**Exercise instructions**
1/ Render this sentence from the text about Murray Sayle's novel in French: "Murray Sayle’s “A Crooked Sixpence” tells of an Australian journalist who comes to London following a girlfriend and manages to get a job on a newspaper, the Sunday Sun."
2/ From the text about Murray Sayle's novel, quote everything between "One thing leads" and "hypocritically moralistic exposés.", inclusive.

One thing leads to another. It certainly did last Wednesday, when blows were exchanged at Speaker’s Corner between transsexuals and feminists who don’t wish the former to have the rights they enjoy themselves. These TERFs don’t seem to realise how old-fashioned their prejudice is. For transsexuals play a key part in a novel from 1960 that took nearly 50 years to get published.
Murray Sayle’s “A Crooked Sixpence” tells of an Australian journalist who comes to London following a girlfriend and manages to get a job on a newspaper, the Sunday Sun. Largely based on his own experiences from the 1950s, the book describes the underhand stratagems by which “human interest” journalists got stories to titillate their readers, regardless of the damage they caused to obscure individuals in their hypocritically moralistic exposés.
A game-changer in the tale is a transsexual who offers to tell his/her story, naively hoping for fair coverage. (This was very modern: in 1961 the Charing Cross Gender Identity Clinic - the first in the UK - was still 5 years into the future. But the successful fashion model April Ashley was just about to be outed as a transsexual - in the Sunday People.)

**Extracted records**
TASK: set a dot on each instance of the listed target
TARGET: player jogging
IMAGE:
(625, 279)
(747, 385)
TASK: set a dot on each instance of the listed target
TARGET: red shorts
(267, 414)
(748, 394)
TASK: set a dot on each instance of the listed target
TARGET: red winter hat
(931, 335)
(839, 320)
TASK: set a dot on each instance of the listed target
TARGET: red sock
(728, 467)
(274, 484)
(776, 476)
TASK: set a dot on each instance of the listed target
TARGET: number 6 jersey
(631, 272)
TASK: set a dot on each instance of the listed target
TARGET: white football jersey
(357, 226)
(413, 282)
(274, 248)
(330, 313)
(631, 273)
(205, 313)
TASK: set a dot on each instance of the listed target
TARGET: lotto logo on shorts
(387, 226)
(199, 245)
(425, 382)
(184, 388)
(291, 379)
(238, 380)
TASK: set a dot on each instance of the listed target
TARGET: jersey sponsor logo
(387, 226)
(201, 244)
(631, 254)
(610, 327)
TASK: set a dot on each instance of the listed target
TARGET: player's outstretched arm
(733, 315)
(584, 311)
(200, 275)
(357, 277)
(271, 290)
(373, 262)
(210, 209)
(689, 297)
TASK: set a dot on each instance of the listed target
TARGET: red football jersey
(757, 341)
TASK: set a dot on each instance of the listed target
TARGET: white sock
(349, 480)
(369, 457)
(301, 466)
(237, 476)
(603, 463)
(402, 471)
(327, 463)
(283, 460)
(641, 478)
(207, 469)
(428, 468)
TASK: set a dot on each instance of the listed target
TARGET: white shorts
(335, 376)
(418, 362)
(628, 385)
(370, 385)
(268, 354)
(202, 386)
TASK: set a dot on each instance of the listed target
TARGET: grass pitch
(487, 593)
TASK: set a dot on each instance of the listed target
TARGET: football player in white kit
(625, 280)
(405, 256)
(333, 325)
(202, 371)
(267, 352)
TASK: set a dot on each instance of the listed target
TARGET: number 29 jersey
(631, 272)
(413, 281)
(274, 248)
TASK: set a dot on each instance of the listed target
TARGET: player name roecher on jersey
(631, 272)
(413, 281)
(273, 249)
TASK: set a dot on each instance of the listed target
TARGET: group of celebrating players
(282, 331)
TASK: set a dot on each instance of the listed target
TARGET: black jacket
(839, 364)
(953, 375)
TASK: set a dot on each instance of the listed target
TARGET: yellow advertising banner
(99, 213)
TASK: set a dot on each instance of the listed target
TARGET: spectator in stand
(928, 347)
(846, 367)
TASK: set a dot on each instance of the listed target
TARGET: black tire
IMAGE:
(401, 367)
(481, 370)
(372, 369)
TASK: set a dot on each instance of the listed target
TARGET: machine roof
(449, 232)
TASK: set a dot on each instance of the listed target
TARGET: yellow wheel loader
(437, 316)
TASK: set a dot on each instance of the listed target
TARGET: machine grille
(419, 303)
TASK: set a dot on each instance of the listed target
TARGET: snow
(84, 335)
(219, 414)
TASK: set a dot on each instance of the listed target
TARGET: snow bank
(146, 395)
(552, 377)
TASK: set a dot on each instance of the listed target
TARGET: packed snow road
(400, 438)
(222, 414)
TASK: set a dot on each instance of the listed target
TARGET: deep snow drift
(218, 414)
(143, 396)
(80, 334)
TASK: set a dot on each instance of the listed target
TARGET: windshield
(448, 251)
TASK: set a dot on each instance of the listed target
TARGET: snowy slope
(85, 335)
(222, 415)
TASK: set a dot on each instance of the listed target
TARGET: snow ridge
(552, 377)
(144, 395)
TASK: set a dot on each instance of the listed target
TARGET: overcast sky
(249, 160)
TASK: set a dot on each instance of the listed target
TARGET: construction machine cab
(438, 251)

**Answers below**
1/ « A Crooked Sixpence », de Murray Sayle, raconte l'histoire d'un journaliste australien qui vient à Londres à la suite d'une petite amie et parvient à décrocher un emploi dans un journal, le Sunday Sun.

2/
One thing leads to another. It certainly did last Wednesday, when blows were exchanged at Speaker’s Corner between transsexuals and feminists who don’t wish the former to have the rights they enjoy themselves. These TERFs don’t seem to realise how old-fashioned their prejudice is. For transsexuals play a key part in a novel from 1960 that took nearly 50 years to get published.
Murray Sayle’s “A Crooked Sixpence” tells of an Australian journalist who comes to London following a girlfriend and manages to get a job on a newspaper, the Sunday Sun. Largely based on his own experiences from the 1950s, the book describes the underhand stratagems by which “human interest” journalists got stories to titillate their readers, regardless of the damage they caused to obscure individuals in their hypocritically moralistic exposés.